What you need to do — Find the lines in the records that carry the word "trekking". Copy each one.
(Information provided Opens)
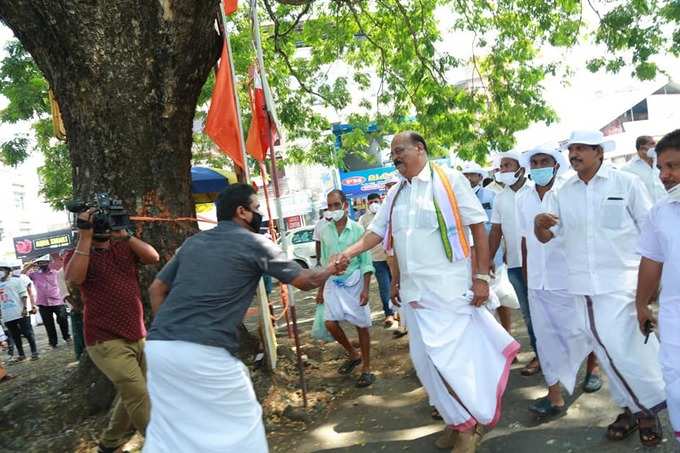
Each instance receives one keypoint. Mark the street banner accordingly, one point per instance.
(34, 246)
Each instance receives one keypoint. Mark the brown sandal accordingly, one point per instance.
(650, 436)
(624, 425)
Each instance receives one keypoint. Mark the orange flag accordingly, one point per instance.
(259, 135)
(230, 6)
(222, 124)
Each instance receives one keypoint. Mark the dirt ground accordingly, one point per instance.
(40, 413)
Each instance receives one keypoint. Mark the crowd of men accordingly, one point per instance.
(582, 253)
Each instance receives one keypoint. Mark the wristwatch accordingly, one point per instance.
(482, 277)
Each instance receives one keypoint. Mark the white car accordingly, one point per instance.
(301, 246)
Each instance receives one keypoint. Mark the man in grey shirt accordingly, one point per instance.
(199, 298)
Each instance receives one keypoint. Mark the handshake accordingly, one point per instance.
(337, 264)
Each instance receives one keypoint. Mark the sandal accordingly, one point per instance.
(349, 366)
(531, 368)
(650, 436)
(624, 425)
(365, 379)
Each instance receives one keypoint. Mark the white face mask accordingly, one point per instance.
(508, 178)
(651, 153)
(674, 193)
(336, 216)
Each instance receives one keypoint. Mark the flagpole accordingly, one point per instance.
(269, 336)
(271, 116)
(232, 72)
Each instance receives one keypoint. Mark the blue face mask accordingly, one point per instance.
(542, 176)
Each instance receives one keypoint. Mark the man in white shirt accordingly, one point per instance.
(504, 228)
(561, 342)
(660, 263)
(460, 353)
(500, 284)
(599, 213)
(642, 165)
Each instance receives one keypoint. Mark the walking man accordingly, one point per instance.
(202, 399)
(104, 265)
(49, 299)
(642, 165)
(660, 263)
(379, 257)
(561, 342)
(504, 227)
(599, 213)
(346, 296)
(461, 354)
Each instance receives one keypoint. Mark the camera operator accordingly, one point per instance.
(104, 265)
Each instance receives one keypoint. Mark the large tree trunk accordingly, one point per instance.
(127, 75)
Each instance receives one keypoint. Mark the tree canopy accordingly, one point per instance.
(384, 63)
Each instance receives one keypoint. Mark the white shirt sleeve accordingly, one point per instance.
(648, 244)
(379, 223)
(470, 208)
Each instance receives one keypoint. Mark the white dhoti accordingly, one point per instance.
(562, 342)
(669, 331)
(341, 299)
(456, 345)
(635, 379)
(202, 400)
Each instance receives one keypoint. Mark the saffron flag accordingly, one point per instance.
(222, 124)
(262, 128)
(230, 6)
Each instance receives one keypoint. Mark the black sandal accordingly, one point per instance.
(624, 425)
(650, 436)
(365, 379)
(349, 366)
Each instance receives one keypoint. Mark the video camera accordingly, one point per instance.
(109, 215)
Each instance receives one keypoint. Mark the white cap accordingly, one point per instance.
(590, 138)
(473, 167)
(551, 149)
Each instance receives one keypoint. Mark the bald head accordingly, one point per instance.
(409, 153)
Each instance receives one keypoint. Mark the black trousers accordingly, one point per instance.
(19, 327)
(47, 314)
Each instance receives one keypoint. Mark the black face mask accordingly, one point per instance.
(256, 222)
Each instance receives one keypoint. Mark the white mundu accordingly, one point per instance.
(452, 343)
(660, 242)
(557, 317)
(600, 223)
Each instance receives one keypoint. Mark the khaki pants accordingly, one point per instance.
(124, 364)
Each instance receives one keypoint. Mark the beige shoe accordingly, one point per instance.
(447, 439)
(467, 442)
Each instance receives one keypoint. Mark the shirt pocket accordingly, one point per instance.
(613, 211)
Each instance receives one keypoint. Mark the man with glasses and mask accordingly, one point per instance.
(379, 256)
(346, 296)
(599, 213)
(201, 395)
(461, 354)
(504, 227)
(104, 265)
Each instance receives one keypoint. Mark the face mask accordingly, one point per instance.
(256, 221)
(542, 176)
(651, 153)
(507, 178)
(336, 216)
(674, 193)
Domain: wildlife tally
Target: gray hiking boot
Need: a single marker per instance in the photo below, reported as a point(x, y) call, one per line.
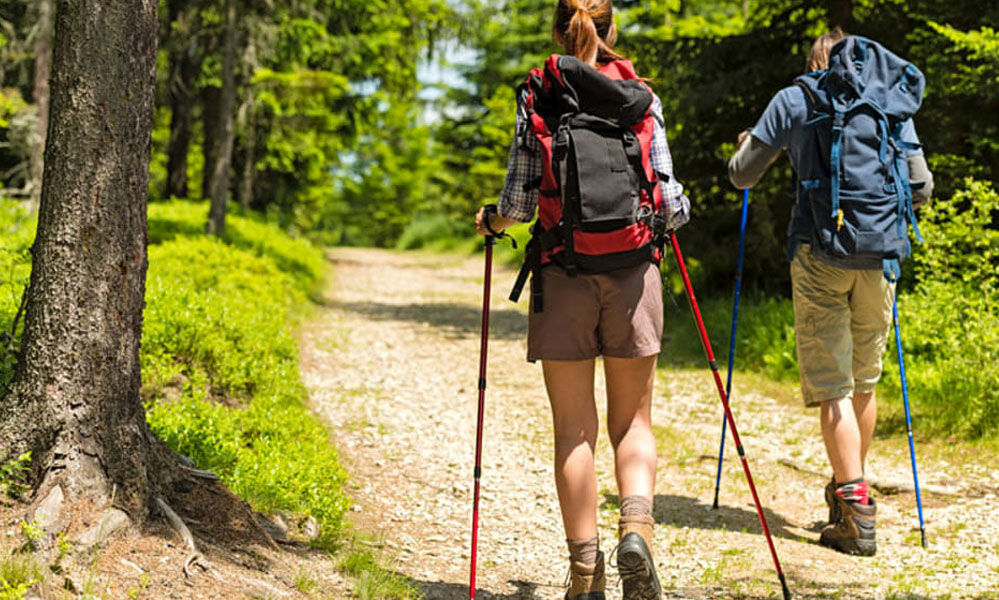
point(634, 559)
point(854, 531)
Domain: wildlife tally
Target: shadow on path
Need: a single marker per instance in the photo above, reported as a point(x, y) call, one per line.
point(681, 511)
point(454, 320)
point(442, 590)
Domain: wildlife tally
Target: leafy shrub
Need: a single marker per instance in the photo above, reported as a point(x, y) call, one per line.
point(247, 231)
point(950, 323)
point(764, 340)
point(217, 335)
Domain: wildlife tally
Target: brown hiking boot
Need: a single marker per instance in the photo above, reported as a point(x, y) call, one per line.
point(834, 511)
point(634, 559)
point(586, 582)
point(853, 532)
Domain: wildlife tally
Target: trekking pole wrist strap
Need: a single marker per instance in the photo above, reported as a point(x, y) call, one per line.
point(488, 211)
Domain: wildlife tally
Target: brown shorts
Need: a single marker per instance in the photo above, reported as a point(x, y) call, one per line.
point(617, 314)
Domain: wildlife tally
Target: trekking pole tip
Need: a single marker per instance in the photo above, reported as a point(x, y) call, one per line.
point(783, 584)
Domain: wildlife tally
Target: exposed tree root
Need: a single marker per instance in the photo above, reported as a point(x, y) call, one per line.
point(194, 558)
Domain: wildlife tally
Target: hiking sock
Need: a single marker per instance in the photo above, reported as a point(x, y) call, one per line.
point(584, 551)
point(636, 506)
point(854, 491)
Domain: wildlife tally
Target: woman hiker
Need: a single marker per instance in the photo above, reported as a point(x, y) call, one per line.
point(594, 304)
point(843, 296)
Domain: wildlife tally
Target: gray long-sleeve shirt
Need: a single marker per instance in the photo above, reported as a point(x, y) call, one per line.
point(754, 157)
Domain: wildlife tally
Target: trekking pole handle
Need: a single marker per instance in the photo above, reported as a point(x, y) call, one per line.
point(492, 209)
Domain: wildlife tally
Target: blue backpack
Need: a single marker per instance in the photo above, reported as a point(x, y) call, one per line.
point(854, 201)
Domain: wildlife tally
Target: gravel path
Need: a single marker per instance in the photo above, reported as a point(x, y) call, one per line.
point(391, 362)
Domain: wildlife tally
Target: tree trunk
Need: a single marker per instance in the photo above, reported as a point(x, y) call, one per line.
point(249, 154)
point(184, 68)
point(74, 402)
point(43, 70)
point(211, 119)
point(840, 14)
point(219, 183)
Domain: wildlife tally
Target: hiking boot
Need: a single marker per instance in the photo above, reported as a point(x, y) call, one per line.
point(634, 559)
point(853, 532)
point(586, 582)
point(834, 511)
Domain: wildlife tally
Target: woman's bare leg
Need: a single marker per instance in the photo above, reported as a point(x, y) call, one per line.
point(629, 423)
point(574, 414)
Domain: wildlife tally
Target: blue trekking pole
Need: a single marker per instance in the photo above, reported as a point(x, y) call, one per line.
point(731, 343)
point(908, 418)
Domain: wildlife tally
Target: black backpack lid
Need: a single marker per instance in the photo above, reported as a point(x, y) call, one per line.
point(622, 101)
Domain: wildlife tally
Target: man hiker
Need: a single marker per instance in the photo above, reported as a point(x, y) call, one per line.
point(859, 171)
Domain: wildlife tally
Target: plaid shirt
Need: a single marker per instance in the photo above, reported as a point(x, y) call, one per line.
point(525, 166)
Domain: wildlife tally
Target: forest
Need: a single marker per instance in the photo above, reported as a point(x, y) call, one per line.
point(279, 130)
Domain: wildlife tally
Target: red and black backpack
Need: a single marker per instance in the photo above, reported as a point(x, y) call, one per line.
point(599, 205)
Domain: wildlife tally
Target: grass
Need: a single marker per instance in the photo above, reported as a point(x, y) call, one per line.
point(220, 364)
point(373, 579)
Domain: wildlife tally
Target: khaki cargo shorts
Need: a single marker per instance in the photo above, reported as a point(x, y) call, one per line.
point(841, 323)
point(618, 314)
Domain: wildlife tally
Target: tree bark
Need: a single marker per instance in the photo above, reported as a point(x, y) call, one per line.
point(840, 14)
point(74, 402)
point(43, 70)
point(211, 119)
point(219, 182)
point(249, 154)
point(184, 68)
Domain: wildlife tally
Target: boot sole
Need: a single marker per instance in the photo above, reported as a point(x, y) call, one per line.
point(852, 547)
point(635, 558)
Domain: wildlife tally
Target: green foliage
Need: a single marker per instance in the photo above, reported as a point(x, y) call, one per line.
point(245, 231)
point(764, 340)
point(372, 580)
point(11, 103)
point(950, 323)
point(221, 365)
point(13, 475)
point(17, 232)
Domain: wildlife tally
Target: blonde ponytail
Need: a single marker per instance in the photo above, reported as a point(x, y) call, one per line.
point(586, 29)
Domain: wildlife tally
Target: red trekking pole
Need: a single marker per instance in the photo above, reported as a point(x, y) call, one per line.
point(489, 243)
point(728, 412)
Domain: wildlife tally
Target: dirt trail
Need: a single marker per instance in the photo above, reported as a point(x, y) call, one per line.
point(391, 364)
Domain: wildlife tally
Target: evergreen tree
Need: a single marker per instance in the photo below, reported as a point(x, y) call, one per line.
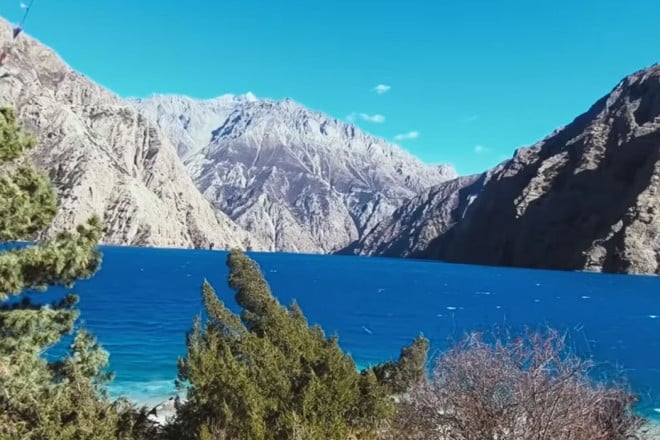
point(267, 374)
point(39, 399)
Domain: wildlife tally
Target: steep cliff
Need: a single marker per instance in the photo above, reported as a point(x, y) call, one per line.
point(106, 158)
point(585, 197)
point(295, 178)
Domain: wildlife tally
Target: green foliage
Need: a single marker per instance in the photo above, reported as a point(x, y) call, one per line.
point(268, 374)
point(410, 367)
point(39, 399)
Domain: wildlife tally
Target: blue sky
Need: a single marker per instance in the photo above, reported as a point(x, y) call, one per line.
point(467, 81)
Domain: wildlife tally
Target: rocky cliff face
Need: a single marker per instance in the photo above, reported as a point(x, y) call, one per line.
point(296, 179)
point(409, 230)
point(586, 197)
point(106, 158)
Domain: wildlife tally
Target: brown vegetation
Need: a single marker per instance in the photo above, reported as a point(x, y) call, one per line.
point(526, 388)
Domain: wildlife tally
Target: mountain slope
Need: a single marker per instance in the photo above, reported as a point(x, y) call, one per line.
point(415, 224)
point(106, 158)
point(586, 197)
point(296, 179)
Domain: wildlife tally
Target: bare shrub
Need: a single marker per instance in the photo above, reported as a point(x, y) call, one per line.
point(524, 388)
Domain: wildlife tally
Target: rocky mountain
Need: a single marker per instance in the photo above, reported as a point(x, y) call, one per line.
point(106, 158)
point(295, 178)
point(586, 197)
point(409, 230)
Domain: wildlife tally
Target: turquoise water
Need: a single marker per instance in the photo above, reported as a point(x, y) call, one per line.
point(143, 300)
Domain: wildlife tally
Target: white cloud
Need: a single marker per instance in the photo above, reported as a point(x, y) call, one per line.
point(406, 136)
point(376, 119)
point(382, 88)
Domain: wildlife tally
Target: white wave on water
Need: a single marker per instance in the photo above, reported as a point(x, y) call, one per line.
point(149, 393)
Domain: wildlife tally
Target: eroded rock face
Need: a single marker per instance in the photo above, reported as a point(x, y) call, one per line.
point(296, 179)
point(586, 197)
point(106, 158)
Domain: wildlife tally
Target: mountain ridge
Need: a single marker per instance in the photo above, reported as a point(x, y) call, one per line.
point(275, 151)
point(583, 198)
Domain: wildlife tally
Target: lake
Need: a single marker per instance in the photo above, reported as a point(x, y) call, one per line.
point(142, 301)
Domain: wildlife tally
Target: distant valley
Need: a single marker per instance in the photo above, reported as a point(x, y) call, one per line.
point(240, 171)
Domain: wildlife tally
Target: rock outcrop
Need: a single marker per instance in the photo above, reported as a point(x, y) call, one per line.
point(106, 158)
point(297, 179)
point(586, 197)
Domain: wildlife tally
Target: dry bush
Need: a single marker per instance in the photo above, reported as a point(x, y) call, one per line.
point(523, 388)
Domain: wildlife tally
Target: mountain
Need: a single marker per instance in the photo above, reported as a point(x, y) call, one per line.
point(295, 178)
point(584, 198)
point(409, 230)
point(106, 158)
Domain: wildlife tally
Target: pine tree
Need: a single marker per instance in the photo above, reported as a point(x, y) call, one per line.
point(40, 399)
point(266, 374)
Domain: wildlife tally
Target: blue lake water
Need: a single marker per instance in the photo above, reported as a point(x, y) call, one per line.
point(142, 301)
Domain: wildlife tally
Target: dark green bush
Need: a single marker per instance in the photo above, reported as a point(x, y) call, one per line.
point(267, 374)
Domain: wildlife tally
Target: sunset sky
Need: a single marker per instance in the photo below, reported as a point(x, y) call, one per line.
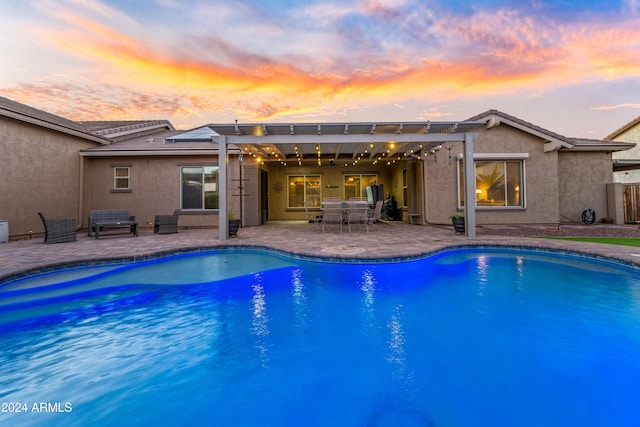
point(570, 66)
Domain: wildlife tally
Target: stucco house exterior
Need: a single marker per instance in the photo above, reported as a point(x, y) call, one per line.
point(520, 174)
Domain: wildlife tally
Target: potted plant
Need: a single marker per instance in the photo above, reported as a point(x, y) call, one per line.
point(234, 224)
point(458, 223)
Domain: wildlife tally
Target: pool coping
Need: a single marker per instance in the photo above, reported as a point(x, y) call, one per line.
point(89, 261)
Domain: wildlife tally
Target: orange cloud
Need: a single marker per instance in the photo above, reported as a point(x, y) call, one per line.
point(498, 52)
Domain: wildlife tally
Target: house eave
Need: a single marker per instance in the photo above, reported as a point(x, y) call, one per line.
point(53, 126)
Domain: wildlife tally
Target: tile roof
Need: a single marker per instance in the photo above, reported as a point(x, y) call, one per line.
point(24, 112)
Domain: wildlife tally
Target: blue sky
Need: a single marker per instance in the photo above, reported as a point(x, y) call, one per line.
point(569, 66)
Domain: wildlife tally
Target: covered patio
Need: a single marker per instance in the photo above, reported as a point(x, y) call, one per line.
point(341, 144)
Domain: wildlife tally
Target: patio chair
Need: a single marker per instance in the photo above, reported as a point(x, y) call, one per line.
point(316, 220)
point(332, 215)
point(375, 213)
point(166, 224)
point(358, 214)
point(58, 230)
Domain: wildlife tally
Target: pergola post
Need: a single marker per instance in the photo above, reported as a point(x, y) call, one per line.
point(223, 163)
point(469, 186)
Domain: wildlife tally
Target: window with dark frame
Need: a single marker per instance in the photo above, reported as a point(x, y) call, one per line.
point(200, 189)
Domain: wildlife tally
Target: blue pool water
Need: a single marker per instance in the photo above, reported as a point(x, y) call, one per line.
point(246, 338)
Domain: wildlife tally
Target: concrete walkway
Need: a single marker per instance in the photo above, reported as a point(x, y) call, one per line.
point(384, 241)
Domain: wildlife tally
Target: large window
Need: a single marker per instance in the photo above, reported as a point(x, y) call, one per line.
point(121, 178)
point(304, 188)
point(354, 185)
point(200, 187)
point(499, 183)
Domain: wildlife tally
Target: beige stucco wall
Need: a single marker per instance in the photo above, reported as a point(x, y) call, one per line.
point(155, 187)
point(583, 183)
point(41, 172)
point(541, 179)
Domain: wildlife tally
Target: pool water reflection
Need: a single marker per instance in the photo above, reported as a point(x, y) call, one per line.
point(469, 338)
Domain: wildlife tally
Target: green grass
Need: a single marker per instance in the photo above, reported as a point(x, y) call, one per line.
point(626, 241)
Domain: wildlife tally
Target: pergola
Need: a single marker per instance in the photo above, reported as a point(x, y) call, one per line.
point(329, 143)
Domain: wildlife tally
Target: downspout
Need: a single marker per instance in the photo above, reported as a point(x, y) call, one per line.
point(223, 162)
point(469, 186)
point(80, 192)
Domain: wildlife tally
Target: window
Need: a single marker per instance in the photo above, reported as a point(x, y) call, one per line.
point(354, 185)
point(499, 183)
point(303, 188)
point(121, 179)
point(200, 187)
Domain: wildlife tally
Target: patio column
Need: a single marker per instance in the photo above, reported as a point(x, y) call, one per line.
point(469, 186)
point(223, 162)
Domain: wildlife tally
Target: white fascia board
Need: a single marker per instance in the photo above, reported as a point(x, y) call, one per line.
point(498, 156)
point(551, 142)
point(55, 127)
point(124, 153)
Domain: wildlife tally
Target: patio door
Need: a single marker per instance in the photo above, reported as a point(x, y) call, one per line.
point(631, 203)
point(264, 196)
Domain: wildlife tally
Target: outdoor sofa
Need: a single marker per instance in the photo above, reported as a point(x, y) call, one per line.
point(103, 219)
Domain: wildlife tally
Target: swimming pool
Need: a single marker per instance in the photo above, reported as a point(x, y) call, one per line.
point(470, 337)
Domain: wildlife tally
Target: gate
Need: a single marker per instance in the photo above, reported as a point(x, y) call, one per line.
point(631, 203)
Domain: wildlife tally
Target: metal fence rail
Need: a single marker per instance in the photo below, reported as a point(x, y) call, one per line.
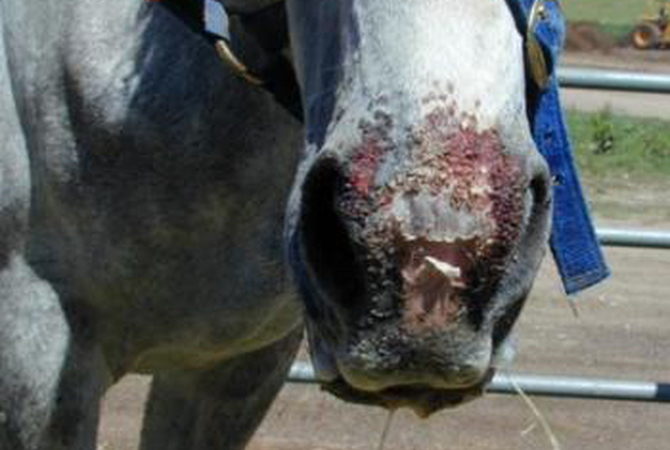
(Information provided Closes)
Solution to the problem —
Target: trekking pole wrist strap
Target: trekking pole tip
Target: trekking pole handle
Target: blue trekking pole
Target: red trekking pole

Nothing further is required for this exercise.